§ **PROBLEM TO WORK ON**
Line by line, set down all the data below exactly, omitting any picture.

[Excerpts from a dataset]
>>

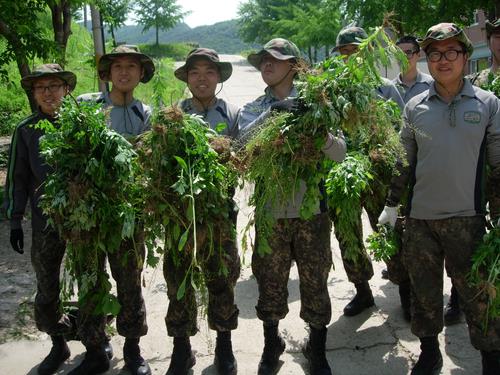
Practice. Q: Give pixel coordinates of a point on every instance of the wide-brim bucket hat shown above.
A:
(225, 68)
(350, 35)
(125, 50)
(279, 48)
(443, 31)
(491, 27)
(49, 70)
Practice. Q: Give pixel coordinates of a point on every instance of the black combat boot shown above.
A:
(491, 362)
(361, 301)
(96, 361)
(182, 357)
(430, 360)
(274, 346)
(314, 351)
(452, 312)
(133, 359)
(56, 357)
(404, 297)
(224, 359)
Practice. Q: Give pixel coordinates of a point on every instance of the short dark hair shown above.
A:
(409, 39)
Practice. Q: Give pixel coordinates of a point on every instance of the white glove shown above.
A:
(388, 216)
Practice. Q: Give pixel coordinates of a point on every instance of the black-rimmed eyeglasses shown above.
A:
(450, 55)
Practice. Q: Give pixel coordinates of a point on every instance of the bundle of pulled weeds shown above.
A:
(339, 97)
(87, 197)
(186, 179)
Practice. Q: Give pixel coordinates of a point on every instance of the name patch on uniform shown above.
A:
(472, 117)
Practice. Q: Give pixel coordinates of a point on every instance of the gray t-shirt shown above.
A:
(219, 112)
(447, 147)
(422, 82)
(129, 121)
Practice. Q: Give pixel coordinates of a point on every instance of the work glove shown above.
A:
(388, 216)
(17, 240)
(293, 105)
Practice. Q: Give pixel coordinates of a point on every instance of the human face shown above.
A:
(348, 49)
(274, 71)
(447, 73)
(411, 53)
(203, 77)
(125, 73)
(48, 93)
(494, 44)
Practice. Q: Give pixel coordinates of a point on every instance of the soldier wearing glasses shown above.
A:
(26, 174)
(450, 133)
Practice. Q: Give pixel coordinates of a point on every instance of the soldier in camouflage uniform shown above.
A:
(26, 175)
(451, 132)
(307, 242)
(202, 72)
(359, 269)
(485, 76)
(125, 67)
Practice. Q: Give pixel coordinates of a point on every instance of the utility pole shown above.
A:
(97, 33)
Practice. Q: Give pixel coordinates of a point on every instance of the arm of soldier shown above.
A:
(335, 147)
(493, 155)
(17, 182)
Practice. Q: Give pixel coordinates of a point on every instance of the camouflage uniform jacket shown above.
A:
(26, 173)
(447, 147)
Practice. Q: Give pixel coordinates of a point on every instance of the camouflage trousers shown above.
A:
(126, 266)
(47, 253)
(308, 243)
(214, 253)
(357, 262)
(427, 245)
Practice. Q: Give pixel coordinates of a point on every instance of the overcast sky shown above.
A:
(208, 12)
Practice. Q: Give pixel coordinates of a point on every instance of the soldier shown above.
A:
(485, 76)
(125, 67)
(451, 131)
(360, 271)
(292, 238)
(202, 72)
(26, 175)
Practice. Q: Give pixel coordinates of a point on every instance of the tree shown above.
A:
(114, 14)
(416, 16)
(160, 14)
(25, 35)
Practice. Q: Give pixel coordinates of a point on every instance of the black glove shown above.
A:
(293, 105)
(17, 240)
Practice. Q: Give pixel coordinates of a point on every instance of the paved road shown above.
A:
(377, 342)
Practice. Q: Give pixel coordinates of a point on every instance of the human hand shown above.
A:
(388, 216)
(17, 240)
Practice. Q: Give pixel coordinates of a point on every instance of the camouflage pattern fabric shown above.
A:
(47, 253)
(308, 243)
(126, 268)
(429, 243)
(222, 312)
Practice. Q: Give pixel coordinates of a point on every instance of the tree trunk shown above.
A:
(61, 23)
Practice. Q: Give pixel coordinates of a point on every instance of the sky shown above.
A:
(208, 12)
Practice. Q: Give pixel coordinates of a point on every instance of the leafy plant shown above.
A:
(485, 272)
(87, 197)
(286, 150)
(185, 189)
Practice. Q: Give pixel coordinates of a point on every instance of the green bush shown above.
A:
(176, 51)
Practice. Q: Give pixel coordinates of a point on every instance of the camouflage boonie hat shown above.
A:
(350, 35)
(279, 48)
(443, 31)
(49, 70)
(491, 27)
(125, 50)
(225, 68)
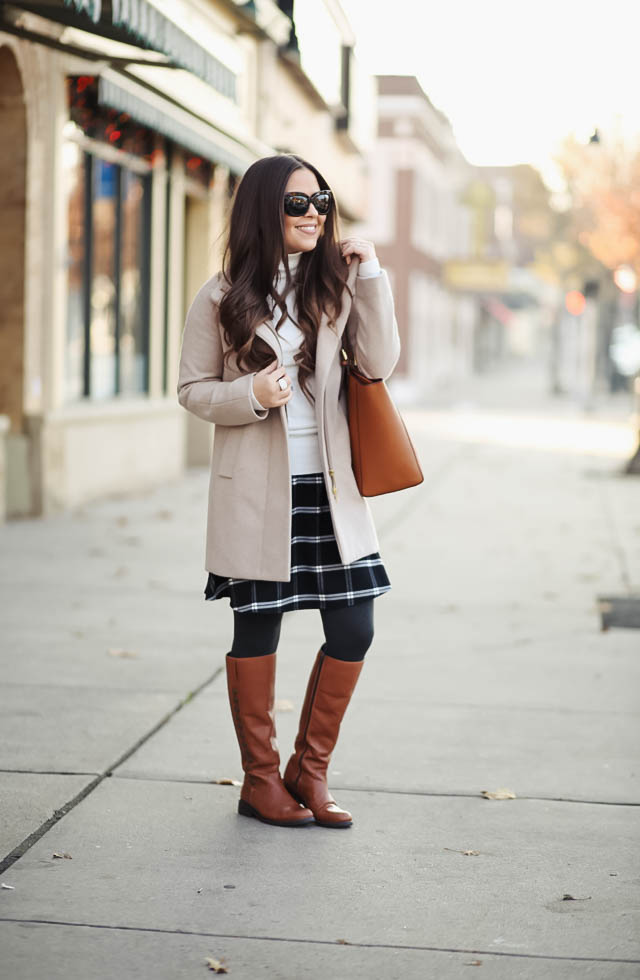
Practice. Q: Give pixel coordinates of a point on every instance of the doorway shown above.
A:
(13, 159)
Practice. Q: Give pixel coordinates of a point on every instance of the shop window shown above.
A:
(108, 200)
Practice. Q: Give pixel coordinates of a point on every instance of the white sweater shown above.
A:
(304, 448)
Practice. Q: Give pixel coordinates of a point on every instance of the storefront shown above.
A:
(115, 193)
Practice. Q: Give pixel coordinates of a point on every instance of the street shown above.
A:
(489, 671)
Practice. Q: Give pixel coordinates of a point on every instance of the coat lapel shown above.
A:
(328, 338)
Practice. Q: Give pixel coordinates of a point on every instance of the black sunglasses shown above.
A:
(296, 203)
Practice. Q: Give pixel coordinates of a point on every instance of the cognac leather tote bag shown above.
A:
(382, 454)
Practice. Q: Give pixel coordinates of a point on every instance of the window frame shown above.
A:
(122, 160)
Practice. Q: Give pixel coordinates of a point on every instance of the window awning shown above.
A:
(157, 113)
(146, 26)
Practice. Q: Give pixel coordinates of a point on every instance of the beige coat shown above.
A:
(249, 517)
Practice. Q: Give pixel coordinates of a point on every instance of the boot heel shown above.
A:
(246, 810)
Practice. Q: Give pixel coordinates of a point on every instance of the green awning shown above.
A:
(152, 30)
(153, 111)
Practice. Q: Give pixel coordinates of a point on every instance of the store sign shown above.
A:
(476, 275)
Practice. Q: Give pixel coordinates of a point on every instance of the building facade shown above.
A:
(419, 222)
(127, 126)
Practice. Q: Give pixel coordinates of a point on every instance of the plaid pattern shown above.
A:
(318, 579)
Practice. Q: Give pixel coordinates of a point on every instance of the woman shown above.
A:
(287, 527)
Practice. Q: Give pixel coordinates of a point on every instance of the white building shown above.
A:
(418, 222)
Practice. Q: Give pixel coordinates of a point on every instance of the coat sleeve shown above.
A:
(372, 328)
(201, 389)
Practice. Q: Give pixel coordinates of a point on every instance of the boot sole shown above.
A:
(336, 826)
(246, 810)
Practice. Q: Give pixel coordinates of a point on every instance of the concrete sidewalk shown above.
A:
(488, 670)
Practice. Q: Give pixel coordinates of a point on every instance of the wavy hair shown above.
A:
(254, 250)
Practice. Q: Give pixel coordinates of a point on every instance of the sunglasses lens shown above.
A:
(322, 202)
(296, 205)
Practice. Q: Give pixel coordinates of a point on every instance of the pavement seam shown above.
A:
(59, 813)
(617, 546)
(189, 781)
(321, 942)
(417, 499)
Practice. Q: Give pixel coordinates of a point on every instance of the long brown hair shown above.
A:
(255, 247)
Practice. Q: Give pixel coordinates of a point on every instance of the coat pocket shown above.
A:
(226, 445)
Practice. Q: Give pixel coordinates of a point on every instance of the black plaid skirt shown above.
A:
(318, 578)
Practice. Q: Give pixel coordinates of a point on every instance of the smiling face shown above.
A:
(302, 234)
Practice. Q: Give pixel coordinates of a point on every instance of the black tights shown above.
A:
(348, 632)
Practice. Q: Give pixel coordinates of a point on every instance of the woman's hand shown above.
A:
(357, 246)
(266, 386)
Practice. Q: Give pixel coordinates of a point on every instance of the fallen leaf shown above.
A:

<<

§ **ANSWER TO THIS TASK**
Practice. Q: Give pixel coordinates of a point on every instance of the wide-brim bucket hat shown above.
A:
(225, 68)
(350, 35)
(125, 50)
(279, 48)
(443, 31)
(491, 27)
(49, 70)
Practice. Q: Give pixel coordinates of a point on every instance of the black combat boot shown above.
A:
(491, 362)
(361, 301)
(96, 361)
(182, 357)
(430, 360)
(274, 346)
(314, 351)
(452, 312)
(133, 359)
(56, 357)
(404, 297)
(224, 359)
Practice. Q: Give pixel coordinates of a point on every instance of the short dark hair shown above.
A:
(409, 39)
Practice. Q: Give pixel coordinates of a point on every instance of the white glove shown above.
A:
(388, 216)
Practice. Q: Give pixel coordinates of a point on every instance of the black-rimmed eyeglasses shown above.
A:
(450, 55)
Practice. Q: Give pixel coordinates of a point on every instance of the bundle of pulled weeds shown above.
A:
(339, 97)
(87, 197)
(186, 179)
Practice. Q: Give pixel coordinates of a point on every instance of the name patch on uniform shown above.
A:
(472, 117)
Practice. Q: Give pixel coordinates of a point on every instance of the gray t-shirt shown above.
A:
(219, 112)
(447, 147)
(422, 82)
(129, 121)
Practice. Q: Give pixel coordinates of a point on every instance of the work glove shown above.
A:
(388, 216)
(17, 240)
(293, 105)
Practice. Q: Give pixel coordinates of a point on every instance of the human face shown above.
A:
(348, 49)
(274, 71)
(447, 73)
(411, 53)
(203, 77)
(125, 73)
(48, 93)
(494, 44)
Practice. Q: Give pixel coordinates of a point on every instance of the soldier wearing glasses shown above.
A:
(26, 174)
(450, 133)
Practice. Q: Give pixel coordinates of a point on every instance of the soldier in camouflage uniform shown above.
A:
(26, 175)
(451, 132)
(307, 242)
(202, 72)
(359, 269)
(485, 76)
(125, 67)
Practice. Q: Give pixel coordinates of a point on every instance of the utility pole shown above.
A:
(97, 33)
Practice. Q: Give pixel coordinates of a point on every instance of the arm of soldier shown above.
A:
(335, 147)
(493, 155)
(17, 182)
Practice. Q: Give pixel coordinates of a point on every instance of the camouflage uniform jacket shown above.
A:
(26, 173)
(447, 147)
Practice. Q: Give pixel coordinates of a point on every instance of the camouflage trousers shown above.
A:
(126, 266)
(47, 253)
(308, 243)
(214, 253)
(357, 262)
(427, 245)
Practice. Q: Give pixel coordinates of a point on every instance of the overcast sky shown above.
A:
(208, 12)
Practice. Q: Give pixel coordinates of a point on every instance of the soldier shown above.
A:
(485, 76)
(125, 67)
(451, 131)
(360, 271)
(292, 238)
(202, 72)
(26, 175)
Practice. Q: Give pixel coordinates of a point on every instance of the tree shown above.
A:
(114, 14)
(416, 16)
(160, 14)
(25, 35)
Practice. Q: Give pixel coordinates of a point on every instance of the black glove shown above.
A:
(293, 105)
(17, 240)
Practice. Q: Give pixel coordinates of a point on every instance of the paved road shown above.
A:
(377, 342)
Practice. Q: Give pixel coordinates of a point on every instance of the human hand shown above.
A:
(388, 216)
(17, 240)
Practice. Q: Give pixel coordinates of a point on every instance of the camouflage pattern fabric shown above.
A:
(47, 253)
(308, 243)
(126, 268)
(429, 243)
(222, 312)
Practice. Q: Give pixel coordinates of a point on every instance of the tree trunk shown above.
A:
(61, 23)
Practice. Q: Give pixel coordinates of a point on every instance of the sky shown above.
A:
(208, 12)
Practice. Q: Give pixel coordinates of a point on every instance of the leafy plant shown above.
A:
(485, 272)
(87, 197)
(286, 150)
(185, 189)
Practice. Q: Give pixel coordinates of a point on every instance of the green bush shown above.
A:
(176, 51)
Practice. Q: Give pixel coordinates of a point on every instance of the camouflage boonie hat shown above.
A:
(350, 35)
(279, 48)
(443, 31)
(49, 70)
(491, 27)
(125, 50)
(225, 68)
Practice. Q: Give pixel coordinates of a point on every instance of the doorway shown above.
A:
(13, 159)
Practice. Q: Give pixel coordinates of a point on every instance of the shop window shown above.
A:
(108, 200)
Practice. Q: Give pixel coordinates of a point on every instance of the white sweater shown above.
A:
(304, 448)
Practice. Q: Give pixel coordinates of a point on every instance of the storefront shown above.
A:
(115, 193)
Practice. Q: Give pixel coordinates of a point on every instance of the street shown above.
A:
(489, 671)
Practice. Q: Give pixel coordinates of a point on every instance of the coat lapel shown above.
A:
(328, 338)
Practice. Q: Give pixel coordinates of a point on every instance of the black sunglasses shown above.
A:
(296, 203)
Practice. Q: Give pixel coordinates of a point on every instance of the cognac leather tote bag shown above.
A:
(382, 454)
Practice. Q: Give pixel coordinates of a point on every instance of the window frame shown above.
A:
(122, 160)
Practice. Q: Give pixel coordinates of a point on every instance of the window awning shown above.
A:
(157, 113)
(146, 26)
Practice. Q: Give pixel coordinates of a point on every instance of the beige coat shown above.
A:
(249, 517)
Practice. Q: Give pixel coordinates of a point on every instance of the boot heel shown above.
A:
(246, 810)
Practice. Q: Give pixel coordinates of a point on every instance of the green awning shown above.
A:
(152, 30)
(153, 111)
Practice. Q: Give pixel coordinates of a point on every instance of the store sign shown above.
A:
(476, 275)
Practice. Q: Give pixel coordinates of a point on every instance of the building facade shown above.
A:
(419, 222)
(127, 126)
Practice. Q: Give pixel coordinates of a point on every instance of the plaid pattern shown above.
A:
(318, 579)
Practice. Q: Give pixel coordinates of a point on every instance of the woman shown above.
A:
(287, 527)
Practice. Q: Give pixel coordinates of a point on every instance of the white building shown above.
A:
(418, 222)
Practice. Q: Give pixel coordinates of a point on every instance of the coat sleeve shown above.
A:
(372, 328)
(201, 389)
Practice. Q: Give pixel coordinates of a point on every instance of the boot sole shown above.
A:
(336, 826)
(246, 810)
Practice. Q: Give pixel coordinates of a point on every instance of the concrete sidewalk shown above.
A:
(488, 670)
Practice. Q: Give pixel coordinates of a point on every instance of the wavy hair shown above.
A:
(254, 250)
Practice. Q: Give pixel coordinates of a point on every instance of the sunglasses lens shown above.
A:
(322, 202)
(296, 205)
Practice. Q: Give pixel coordinates of a point on every instance of the pavement seam shown above.
A:
(59, 813)
(617, 546)
(189, 781)
(321, 942)
(417, 499)
Practice. Q: Give pixel coordinates of a point on every instance of the long brown hair shown above.
A:
(255, 247)
Practice. Q: Give pixel coordinates of a point on every instance of the coat pocket shown above.
A:
(226, 445)
Practice. Q: Give pixel coordinates of a point on every instance of the black plaid skirt shown above.
A:
(318, 578)
Practice. Q: Give pixel coordinates of a point on every instance of the smiling face shown above.
A:
(302, 234)
Practice. Q: Give pixel coordinates of a point on every instance of the black tights shown above.
A:
(348, 632)
Practice. Q: Give pixel coordinates of a point on every instance of the woman's hand shown above.
A:
(357, 246)
(266, 386)
Practice. Q: Give pixel coordinates of a point on every instance of the fallen leaf shown above.
A:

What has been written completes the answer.